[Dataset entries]
◇ ◇ ◇
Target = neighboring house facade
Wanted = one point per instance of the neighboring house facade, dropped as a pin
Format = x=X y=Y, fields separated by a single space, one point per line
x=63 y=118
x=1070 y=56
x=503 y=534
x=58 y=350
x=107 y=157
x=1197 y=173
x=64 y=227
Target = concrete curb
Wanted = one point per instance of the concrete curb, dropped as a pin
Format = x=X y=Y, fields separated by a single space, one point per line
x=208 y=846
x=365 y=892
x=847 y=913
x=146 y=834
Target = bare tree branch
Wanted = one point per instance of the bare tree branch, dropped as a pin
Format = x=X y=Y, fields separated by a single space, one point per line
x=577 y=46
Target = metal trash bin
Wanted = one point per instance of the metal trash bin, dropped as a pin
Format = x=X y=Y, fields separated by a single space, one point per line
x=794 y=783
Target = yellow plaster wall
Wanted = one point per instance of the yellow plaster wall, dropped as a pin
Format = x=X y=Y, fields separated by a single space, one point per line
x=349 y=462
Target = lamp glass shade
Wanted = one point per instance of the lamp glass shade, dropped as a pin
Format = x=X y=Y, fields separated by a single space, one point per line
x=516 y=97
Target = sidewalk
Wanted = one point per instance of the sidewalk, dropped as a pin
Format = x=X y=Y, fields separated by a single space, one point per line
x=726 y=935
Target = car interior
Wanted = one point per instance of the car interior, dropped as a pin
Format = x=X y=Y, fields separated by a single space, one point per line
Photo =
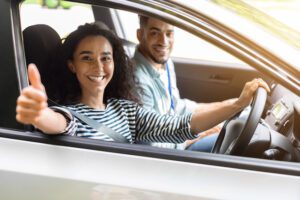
◇ ◇ ◇
**Exercise details**
No pictures belong in the copy. Repeat the entries exactly.

**Result of this exercise**
Target = neighboring house facade
Wanted = one point per instance of the neighboring house facade, dropped as a pin
Format = x=X y=Y, fields separated by a single space, one point per line
x=63 y=118
x=1070 y=56
x=503 y=534
x=58 y=350
x=107 y=157
x=1197 y=173
x=64 y=227
Target = concrete curb
Wanted = one point per instance of the concrete curb, dropped as a pin
Format = x=X y=Y, fields separated by a single space, one point per line
x=208 y=846
x=365 y=892
x=847 y=913
x=146 y=834
Target = bare tree branch
Wanted = one point per instance of the bare tree branch, dropped as a pin
Format = x=X y=Y, fields separated by a single space, one point per line
x=577 y=46
Target = metal trash bin
Wanted = one point per instance of the metal trash bin, dropped as a pin
Format = x=X y=Y, fields separated by a single space, one point per line
x=794 y=783
Target = yellow plaster wall
Wanted = one point per instance of the yellow plaster wall, dropped as a pin
Format = x=X y=Y, fields separated by a single space, one point per line
x=349 y=462
Target = lamp glass shade
Wanted = one point per instance of the lamp glass shade, dropped as a pin
Format = x=X y=Y, fields separated by a single space, one point per line
x=516 y=97
Target = sidewalk
Wanted = one point per instance of the sidewalk, dropped as a pin
Format = x=X y=Y, fields separated by a single space, one point per line
x=726 y=935
Target = car interior
Wanted = one point per instance of the car interior, dropped as a pin
Format = x=X y=Y, fields separated by a single space, one point per line
Photo =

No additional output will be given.